SELECTION:

####

[spark] branch branch-3.5 updated: [SPARK-44663][PYTHON] Disable arrow optimization by default for Python UDTFs

ueshin Fri, 04 Aug 2023 16:44:28 -0700

This is an automated email from the ASF dual-hosted git repository.

ueshin pushed a commit to branch branch-3.5
in repository https://gitbox.apache.org/repos/asf/spark.git



The following commit(s) were added to refs/heads/branch-3.5 by this push:
     new 4cba54d8c0e [SPARK-44663][PYTHON] Disable arrow optimization by 
default for Python UDTFs
4cba54d8c0e is described below

commit 4cba54d8c0e113a2587082235518be738c3d4dda
Author: allisonwang-db <allison.w...@databricks.com>
AuthorDate: Fri Aug 4 16:44:01 2023 -0700

    [SPARK-44663][PYTHON] Disable arrow optimization by default for Python UDTFs
    
    ### What changes were proposed in this pull request?
    
    This PR disables arrow optimization by default for Python UDTFs.
    
    ### Why are the changes needed?
    
    To make Python UDTFs consistent with Python UDFs (arrow optimization is by 
default disabled).
    
    ### Does this PR introduce _any_ user-facing change?
    
    No.
    
    ### How was this patch tested?
    
    New unit tests
    
    Closes #42329 from allisonwang-db/spark-44663-disable-arrow.
    
    Authored-by: allisonwang-db <allison.w...@databricks.com>
    Signed-off-by: Takuya UESHIN <ues...@databricks.com>
    (cherry picked from commit 8b53fed7ef0edaaf948ec67413017e60444230fd)
    Signed-off-by: Takuya UESHIN <ues...@databricks.com>
---
 python/pyspark/sql/connect/udtf.py                       | 10 +++++-----
 python/pyspark/sql/tests/test_udtf.py                    | 16 ++++++++++++++++
 python/pyspark/sql/udtf.py                               | 10 +++++-----
 .../scala/org/apache/spark/sql/internal/SQLConf.scala    |  2 +-
 4 files changed, 27 insertions(+), 11 deletions(-)

####

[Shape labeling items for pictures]
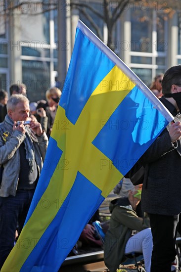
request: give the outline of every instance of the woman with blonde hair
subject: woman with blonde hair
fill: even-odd
[[[45,111],[48,117],[46,134],[48,138],[51,134],[61,94],[60,89],[56,87],[50,88],[46,91],[47,106],[45,108]]]
[[[156,76],[149,87],[150,90],[158,98],[160,98],[163,96],[162,82],[163,76],[162,73]]]

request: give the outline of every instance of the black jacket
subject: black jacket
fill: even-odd
[[[181,121],[181,115],[164,97],[161,102]],[[172,143],[169,124],[141,157],[146,163],[141,195],[144,212],[176,215],[181,212],[181,140]]]

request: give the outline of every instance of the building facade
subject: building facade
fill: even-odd
[[[112,45],[149,86],[157,74],[181,63],[181,16],[179,8],[171,15],[167,14],[167,1],[162,5],[155,1],[153,6],[146,2],[136,6],[133,0],[125,7],[114,28]],[[103,1],[76,2],[102,10]],[[114,8],[113,2],[110,2],[110,11]],[[71,0],[0,3],[0,88],[8,91],[11,84],[23,82],[30,101],[45,98],[46,91],[57,79],[60,88],[63,86],[79,19],[95,30],[79,9],[70,7]],[[106,43],[105,23],[91,10],[88,13],[99,26]]]

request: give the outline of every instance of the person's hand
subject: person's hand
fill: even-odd
[[[42,126],[40,123],[37,120],[31,121],[29,124],[30,128],[36,134],[37,136],[41,136],[44,132],[43,131]]]
[[[90,224],[87,224],[85,228],[87,229],[89,233],[93,235],[95,232],[95,228],[94,227]]]
[[[23,125],[23,122],[22,122],[19,125],[17,125],[17,123],[16,121],[14,122],[13,126],[12,128],[12,130],[13,131],[19,131],[23,133],[23,134],[25,134],[26,133],[26,130],[25,128],[25,127]]]
[[[172,142],[174,142],[180,138],[181,137],[181,124],[180,122],[176,122],[170,126],[169,135]]]
[[[45,117],[46,116],[46,112],[44,108],[40,108],[37,110],[37,114],[40,115],[41,117]]]

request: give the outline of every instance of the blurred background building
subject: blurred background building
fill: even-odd
[[[62,88],[79,19],[148,86],[181,63],[180,0],[110,1],[107,18],[103,0],[0,3],[0,88],[8,91],[23,82],[30,101],[45,98],[50,86]],[[105,22],[112,14],[116,20],[108,42]]]

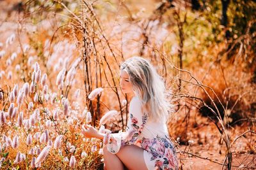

####

TASK PROMPT: Transcribe the commit email on disabling Arrow optimization for Python UDTFs, from "The following commit(s)" up to and including "for Python UDTFs.".

TASK RESPONSE:
The following commit(s) were added to refs/heads/branch-3.5 by this push:
     new 4cba54d8c0e [SPARK-44663][PYTHON] Disable arrow optimization by 
default for Python UDTFs
4cba54d8c0e is described below

commit 4cba54d8c0e113a2587082235518be738c3d4dda
Author: allisonwang-db <allison.w...@databricks.com>
AuthorDate: Fri Aug 4 16:44:01 2023 -0700

    [SPARK-44663][PYTHON] Disable arrow optimization by default for Python UDTFs
    
    ### What changes were proposed in this pull request?
    
    This PR disables arrow optimization by default for Python UDTFs.